_Input_
════════
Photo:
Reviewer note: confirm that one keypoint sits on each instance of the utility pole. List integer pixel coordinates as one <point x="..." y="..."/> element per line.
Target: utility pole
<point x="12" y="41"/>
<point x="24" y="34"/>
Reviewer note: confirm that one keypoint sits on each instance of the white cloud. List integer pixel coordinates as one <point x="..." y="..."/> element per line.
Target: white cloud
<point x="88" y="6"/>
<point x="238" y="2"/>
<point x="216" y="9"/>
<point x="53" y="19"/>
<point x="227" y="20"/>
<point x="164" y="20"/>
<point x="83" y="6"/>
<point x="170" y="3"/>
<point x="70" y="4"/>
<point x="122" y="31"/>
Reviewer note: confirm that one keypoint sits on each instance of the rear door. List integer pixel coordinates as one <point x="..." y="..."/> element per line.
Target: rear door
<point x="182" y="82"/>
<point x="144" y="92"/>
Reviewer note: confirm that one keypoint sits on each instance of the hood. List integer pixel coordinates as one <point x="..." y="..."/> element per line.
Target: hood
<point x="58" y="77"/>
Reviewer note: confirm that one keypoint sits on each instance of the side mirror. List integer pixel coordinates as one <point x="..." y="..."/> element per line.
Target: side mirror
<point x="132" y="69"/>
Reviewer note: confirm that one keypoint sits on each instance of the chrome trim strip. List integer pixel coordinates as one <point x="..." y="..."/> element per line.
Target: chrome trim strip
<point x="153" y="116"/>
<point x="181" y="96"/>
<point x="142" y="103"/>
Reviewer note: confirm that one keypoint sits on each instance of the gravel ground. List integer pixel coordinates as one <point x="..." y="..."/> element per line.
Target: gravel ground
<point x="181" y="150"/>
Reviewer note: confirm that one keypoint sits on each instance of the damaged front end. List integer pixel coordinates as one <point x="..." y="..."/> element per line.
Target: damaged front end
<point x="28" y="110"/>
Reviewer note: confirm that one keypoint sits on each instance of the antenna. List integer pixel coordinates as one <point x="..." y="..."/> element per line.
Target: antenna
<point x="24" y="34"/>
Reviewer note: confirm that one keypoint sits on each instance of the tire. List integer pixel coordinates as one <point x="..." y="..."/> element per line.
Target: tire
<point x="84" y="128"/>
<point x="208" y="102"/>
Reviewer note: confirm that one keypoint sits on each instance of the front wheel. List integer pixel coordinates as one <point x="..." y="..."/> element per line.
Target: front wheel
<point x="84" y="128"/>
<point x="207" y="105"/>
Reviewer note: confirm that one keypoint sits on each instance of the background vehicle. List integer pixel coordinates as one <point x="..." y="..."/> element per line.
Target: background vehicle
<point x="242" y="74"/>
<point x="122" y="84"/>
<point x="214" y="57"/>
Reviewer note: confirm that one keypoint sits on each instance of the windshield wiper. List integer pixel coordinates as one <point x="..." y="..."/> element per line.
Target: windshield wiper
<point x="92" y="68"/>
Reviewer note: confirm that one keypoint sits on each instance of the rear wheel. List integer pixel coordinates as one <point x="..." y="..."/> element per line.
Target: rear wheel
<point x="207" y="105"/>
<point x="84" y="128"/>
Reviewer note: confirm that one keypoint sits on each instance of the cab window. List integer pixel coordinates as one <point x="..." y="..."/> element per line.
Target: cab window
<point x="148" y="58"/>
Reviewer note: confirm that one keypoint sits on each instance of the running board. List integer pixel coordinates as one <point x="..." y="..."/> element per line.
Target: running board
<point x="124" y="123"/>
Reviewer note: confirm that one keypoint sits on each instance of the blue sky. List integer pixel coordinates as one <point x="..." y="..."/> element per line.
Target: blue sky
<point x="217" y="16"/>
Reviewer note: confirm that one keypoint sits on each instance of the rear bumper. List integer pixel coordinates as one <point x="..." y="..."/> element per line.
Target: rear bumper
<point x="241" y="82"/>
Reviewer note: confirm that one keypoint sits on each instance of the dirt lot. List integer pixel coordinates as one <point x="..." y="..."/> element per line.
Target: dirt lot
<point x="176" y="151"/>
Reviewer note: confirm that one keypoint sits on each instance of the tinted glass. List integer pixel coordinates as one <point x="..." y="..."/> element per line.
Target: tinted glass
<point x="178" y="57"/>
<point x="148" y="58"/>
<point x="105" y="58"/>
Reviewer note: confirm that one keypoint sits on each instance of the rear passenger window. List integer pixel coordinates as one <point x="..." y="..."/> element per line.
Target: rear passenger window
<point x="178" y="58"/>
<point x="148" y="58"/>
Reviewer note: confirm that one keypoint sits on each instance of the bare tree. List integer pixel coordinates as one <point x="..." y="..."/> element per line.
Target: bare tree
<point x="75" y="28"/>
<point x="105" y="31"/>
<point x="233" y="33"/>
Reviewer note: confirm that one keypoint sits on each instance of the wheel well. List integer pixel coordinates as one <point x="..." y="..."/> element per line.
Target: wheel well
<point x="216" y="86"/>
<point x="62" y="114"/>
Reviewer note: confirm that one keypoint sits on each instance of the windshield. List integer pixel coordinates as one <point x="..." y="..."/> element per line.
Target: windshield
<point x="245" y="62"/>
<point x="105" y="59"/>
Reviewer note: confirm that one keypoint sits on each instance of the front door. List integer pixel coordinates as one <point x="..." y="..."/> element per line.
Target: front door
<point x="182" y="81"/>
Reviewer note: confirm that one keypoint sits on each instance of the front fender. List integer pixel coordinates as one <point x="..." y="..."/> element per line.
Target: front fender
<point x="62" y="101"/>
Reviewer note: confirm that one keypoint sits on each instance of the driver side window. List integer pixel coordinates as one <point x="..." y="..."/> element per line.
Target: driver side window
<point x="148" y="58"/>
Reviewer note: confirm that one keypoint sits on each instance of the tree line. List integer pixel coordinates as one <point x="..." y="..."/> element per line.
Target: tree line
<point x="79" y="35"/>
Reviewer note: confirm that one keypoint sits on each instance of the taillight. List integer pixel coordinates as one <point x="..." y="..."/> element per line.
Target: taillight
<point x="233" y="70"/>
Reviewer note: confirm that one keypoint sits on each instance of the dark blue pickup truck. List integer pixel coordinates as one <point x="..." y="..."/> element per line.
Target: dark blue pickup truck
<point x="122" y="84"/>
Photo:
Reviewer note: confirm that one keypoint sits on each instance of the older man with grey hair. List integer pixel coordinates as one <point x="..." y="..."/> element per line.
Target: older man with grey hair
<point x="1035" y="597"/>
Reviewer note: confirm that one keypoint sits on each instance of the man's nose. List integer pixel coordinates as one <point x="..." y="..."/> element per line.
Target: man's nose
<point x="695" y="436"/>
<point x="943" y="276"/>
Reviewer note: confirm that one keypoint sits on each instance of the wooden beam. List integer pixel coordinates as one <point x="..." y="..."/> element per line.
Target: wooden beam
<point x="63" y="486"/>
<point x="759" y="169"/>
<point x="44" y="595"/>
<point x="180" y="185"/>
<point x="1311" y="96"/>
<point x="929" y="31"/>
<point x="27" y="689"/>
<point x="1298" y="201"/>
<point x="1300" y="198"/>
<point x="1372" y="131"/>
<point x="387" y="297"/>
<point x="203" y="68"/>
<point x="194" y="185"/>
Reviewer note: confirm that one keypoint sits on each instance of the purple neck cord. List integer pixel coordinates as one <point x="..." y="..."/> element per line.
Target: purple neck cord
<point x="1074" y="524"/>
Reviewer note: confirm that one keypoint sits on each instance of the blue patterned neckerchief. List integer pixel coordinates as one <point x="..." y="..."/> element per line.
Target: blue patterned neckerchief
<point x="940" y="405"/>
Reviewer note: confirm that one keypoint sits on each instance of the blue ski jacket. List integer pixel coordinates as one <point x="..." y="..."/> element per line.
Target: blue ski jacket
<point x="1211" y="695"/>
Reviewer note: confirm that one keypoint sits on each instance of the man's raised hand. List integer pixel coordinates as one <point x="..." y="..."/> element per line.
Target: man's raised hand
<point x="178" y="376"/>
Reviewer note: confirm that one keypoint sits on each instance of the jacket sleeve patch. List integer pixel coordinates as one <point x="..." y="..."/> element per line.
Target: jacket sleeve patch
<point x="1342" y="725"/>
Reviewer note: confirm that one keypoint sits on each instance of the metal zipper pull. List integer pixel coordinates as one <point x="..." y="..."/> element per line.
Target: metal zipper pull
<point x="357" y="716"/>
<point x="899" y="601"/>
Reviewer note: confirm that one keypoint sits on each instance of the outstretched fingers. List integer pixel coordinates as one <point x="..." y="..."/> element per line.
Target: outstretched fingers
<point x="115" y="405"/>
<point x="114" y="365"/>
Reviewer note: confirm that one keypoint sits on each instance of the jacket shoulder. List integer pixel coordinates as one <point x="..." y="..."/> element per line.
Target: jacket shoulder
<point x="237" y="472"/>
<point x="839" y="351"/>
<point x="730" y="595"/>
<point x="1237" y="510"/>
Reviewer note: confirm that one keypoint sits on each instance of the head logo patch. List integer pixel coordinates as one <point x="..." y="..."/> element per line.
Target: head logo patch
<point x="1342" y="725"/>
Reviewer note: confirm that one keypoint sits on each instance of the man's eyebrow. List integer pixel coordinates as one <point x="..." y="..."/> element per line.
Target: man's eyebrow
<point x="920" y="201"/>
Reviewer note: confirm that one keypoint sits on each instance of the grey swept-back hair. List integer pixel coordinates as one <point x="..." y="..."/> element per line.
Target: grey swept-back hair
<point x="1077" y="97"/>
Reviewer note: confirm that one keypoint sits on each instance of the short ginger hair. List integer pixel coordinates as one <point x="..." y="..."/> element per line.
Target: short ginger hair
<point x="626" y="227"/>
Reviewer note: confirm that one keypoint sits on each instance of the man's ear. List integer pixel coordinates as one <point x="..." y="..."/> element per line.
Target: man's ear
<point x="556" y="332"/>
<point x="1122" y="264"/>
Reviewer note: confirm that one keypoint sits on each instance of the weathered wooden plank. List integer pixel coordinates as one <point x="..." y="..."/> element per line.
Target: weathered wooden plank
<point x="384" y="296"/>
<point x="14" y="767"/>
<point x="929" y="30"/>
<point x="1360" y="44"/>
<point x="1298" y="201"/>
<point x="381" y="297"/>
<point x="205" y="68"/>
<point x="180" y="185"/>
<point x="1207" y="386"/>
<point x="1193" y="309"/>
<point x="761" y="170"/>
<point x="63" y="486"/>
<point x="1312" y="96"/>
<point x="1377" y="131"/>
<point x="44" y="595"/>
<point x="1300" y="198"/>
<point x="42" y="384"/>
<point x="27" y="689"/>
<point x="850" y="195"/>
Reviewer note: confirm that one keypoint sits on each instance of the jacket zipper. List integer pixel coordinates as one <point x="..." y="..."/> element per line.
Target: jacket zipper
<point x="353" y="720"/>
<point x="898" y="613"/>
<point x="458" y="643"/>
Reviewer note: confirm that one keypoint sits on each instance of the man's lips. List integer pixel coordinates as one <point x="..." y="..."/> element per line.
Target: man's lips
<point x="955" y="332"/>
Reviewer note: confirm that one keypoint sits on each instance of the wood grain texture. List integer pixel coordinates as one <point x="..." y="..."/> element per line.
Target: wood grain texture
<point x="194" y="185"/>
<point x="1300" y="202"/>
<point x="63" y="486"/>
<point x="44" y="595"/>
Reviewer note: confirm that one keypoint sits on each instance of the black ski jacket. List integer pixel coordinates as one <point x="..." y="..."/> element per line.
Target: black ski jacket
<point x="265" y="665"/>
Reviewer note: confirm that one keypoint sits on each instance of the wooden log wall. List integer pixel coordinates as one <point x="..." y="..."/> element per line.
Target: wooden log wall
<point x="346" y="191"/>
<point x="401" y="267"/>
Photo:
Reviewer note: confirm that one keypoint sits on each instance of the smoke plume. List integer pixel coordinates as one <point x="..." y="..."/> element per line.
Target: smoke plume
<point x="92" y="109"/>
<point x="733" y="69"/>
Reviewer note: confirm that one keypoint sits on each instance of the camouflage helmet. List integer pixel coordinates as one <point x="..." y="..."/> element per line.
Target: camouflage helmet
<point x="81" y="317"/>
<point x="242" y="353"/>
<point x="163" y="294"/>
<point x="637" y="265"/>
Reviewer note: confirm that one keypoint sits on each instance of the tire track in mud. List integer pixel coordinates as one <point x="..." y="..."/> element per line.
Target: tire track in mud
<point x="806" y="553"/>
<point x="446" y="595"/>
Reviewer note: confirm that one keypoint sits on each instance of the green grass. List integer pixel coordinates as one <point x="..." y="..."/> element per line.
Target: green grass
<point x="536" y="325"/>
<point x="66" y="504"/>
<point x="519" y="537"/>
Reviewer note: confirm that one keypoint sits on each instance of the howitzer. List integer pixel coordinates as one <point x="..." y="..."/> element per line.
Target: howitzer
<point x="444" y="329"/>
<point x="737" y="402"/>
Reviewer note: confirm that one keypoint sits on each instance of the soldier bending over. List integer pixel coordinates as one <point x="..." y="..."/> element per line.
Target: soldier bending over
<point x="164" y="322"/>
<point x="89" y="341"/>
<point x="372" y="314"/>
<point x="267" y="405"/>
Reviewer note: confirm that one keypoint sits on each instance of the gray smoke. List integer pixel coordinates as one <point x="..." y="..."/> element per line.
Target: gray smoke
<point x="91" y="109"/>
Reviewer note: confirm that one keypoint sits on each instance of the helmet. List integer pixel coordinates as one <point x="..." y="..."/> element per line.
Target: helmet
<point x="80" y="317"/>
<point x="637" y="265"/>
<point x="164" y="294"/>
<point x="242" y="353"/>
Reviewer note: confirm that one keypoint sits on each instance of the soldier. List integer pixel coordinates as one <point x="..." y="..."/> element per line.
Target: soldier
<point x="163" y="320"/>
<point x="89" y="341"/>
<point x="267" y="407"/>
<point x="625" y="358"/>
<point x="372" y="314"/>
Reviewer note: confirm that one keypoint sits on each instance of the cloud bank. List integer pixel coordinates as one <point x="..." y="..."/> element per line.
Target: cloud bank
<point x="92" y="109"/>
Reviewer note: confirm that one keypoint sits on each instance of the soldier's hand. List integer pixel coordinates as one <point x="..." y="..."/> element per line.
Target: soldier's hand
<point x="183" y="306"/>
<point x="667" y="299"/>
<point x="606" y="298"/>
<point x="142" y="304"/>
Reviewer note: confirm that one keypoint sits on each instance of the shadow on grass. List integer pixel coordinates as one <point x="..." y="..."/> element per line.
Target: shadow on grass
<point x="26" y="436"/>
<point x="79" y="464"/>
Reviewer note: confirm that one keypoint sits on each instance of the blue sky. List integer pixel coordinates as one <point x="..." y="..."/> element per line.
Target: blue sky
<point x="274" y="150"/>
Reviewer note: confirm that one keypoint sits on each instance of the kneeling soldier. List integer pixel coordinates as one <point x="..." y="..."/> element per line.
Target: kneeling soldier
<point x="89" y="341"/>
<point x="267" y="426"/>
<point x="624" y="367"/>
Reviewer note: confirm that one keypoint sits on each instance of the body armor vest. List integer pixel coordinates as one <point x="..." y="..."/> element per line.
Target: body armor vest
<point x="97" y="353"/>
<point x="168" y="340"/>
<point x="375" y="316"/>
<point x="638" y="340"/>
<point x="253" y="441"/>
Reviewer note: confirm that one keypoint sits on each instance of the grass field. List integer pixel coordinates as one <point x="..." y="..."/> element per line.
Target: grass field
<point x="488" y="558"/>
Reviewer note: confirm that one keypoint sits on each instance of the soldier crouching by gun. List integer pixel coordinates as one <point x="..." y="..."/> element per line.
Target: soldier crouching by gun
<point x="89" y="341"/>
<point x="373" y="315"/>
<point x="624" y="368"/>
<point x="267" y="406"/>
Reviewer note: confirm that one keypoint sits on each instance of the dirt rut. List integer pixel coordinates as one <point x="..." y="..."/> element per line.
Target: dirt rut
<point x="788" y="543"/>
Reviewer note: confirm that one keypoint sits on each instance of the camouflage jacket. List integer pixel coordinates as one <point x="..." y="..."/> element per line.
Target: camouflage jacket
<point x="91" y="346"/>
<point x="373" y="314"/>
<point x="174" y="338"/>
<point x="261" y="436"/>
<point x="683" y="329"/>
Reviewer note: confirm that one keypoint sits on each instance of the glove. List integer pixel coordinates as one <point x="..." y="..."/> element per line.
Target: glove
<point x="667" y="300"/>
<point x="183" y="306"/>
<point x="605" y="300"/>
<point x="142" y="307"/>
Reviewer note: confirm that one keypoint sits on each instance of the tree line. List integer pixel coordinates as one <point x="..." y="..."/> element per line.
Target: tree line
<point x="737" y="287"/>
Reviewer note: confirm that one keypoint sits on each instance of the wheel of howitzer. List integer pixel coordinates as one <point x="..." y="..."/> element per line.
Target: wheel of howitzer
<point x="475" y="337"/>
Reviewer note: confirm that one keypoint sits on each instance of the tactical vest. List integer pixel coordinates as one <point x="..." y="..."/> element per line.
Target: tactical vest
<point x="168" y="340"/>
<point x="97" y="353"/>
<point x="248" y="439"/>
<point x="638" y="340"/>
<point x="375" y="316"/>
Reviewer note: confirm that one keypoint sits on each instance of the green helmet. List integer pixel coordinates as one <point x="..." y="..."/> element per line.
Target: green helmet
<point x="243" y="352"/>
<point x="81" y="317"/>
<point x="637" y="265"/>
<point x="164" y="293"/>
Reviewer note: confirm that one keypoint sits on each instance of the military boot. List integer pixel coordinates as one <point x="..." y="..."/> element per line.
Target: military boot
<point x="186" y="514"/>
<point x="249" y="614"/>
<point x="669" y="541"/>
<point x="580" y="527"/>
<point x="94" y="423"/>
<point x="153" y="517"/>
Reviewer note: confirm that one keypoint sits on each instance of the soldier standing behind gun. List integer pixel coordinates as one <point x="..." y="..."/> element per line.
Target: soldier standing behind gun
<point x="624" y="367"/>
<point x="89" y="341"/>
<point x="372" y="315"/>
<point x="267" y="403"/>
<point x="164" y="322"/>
════════
_Directive_
From the line holding "of the tactical" through the last line above, reproduce each line exactly and add nothing.

_Response to the task_
Reviewer note: confirm that one keypoint sits on each instance of the tactical vest. List integer pixel coordinates as one <point x="..." y="..."/> element per line.
Target: tactical vest
<point x="168" y="340"/>
<point x="97" y="353"/>
<point x="248" y="439"/>
<point x="638" y="340"/>
<point x="375" y="316"/>
Reviewer note: confirm that one keypoint sits on each instance of the green helmet. List integer pixel coordinates as one <point x="..." y="..."/> element per line.
Target: green helmet
<point x="243" y="352"/>
<point x="81" y="317"/>
<point x="637" y="265"/>
<point x="164" y="293"/>
Reviewer note: confirm that one keypoint sits on each instance of the military boot. List integer pixel coordinates as one <point x="..." y="..."/> element per line.
Target: military boot
<point x="186" y="514"/>
<point x="249" y="614"/>
<point x="669" y="541"/>
<point x="580" y="527"/>
<point x="94" y="423"/>
<point x="153" y="517"/>
Reviewer note: confirm that one keypoint sits on each instance of the soldier standing behind gun. List integer pixel coordinates as one <point x="..." y="..."/> element per line.
Target: soldier standing behind gun
<point x="624" y="367"/>
<point x="89" y="341"/>
<point x="372" y="315"/>
<point x="267" y="403"/>
<point x="164" y="322"/>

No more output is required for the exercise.